Work required:
Rewrite the material from the line containing "If you could tag each instance of the blue" through the line containing "Target: dormer window.", putting "leafy tree" wherever "green tree" appears and changing nothing else.

Saved entries

● ● ●

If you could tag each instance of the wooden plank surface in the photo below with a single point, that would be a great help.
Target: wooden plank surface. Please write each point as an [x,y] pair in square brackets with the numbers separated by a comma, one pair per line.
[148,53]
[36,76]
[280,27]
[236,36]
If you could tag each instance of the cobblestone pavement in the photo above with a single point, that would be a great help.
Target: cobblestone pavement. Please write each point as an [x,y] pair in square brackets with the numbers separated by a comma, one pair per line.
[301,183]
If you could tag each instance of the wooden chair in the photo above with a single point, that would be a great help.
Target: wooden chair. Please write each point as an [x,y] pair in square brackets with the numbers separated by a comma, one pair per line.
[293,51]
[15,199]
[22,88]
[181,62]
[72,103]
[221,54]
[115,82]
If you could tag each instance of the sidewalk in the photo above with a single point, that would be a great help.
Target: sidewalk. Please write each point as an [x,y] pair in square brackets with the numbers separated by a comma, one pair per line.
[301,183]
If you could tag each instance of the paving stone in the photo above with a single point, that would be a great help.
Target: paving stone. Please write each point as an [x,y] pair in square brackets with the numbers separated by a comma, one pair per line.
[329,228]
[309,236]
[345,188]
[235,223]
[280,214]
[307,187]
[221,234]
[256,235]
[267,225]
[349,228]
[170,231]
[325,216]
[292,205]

● ● ●

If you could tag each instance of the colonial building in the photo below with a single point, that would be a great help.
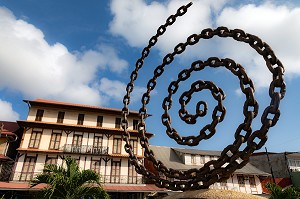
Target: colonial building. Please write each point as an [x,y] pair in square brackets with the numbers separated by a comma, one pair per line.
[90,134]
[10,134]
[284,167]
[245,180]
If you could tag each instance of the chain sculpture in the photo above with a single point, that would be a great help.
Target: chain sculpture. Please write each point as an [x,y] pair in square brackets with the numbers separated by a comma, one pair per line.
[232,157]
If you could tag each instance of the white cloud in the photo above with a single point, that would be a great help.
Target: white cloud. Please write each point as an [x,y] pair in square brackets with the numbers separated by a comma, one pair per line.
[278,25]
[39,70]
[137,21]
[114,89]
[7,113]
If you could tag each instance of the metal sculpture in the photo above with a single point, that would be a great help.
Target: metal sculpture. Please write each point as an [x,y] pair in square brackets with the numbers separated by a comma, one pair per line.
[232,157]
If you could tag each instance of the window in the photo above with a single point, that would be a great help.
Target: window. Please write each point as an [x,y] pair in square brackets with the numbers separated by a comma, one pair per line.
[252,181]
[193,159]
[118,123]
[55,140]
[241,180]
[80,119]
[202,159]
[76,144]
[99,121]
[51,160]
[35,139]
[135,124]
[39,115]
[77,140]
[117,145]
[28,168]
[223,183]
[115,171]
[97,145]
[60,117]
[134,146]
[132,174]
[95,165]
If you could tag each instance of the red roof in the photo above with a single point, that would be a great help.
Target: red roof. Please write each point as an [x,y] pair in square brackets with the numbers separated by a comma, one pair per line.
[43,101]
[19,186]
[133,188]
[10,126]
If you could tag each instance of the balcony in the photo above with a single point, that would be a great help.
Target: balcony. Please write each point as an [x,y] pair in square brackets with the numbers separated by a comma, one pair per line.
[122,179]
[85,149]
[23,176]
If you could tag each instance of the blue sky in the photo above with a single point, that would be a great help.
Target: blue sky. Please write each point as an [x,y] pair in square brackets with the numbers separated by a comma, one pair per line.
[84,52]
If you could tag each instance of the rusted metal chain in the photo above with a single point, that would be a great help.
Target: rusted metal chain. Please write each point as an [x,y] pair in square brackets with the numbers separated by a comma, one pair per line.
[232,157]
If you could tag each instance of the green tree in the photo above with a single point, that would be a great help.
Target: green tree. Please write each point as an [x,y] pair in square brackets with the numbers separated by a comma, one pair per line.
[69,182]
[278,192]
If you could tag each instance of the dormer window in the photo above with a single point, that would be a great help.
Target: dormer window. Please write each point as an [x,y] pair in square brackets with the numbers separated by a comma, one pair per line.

● ● ●

Reply to the exercise:
If you could tag each instance of the blue sky in the photo above with a single point, that would be a great help.
Target: blue sky. Please write each point as an [x,y] pair in square brackets with the numbers separated by a comma, one pair per line.
[84,52]
If you could tag each instance of the rusted metal chain in the photo above with a single point, that would be a great help.
Target: rusted metal chain. Please write each point as an [x,y] pair in square brackets with the numbers separated by a comma, one pair per line.
[232,157]
If you could tag each instance of the leafy tree in the photo above with a single point, that would be a great help.
Target: leafy tree. Please write each point as an [x,y] pair in square brackets with the numbers separated by a comma, one pair per line.
[69,182]
[278,192]
If you could tag each instance of the dormer window in the photo above with a single point, that would be a great help.
Target: dormer window. Please write each point as an [x,y] pair in square brackets with the numbers separated by a comma, one pair per line.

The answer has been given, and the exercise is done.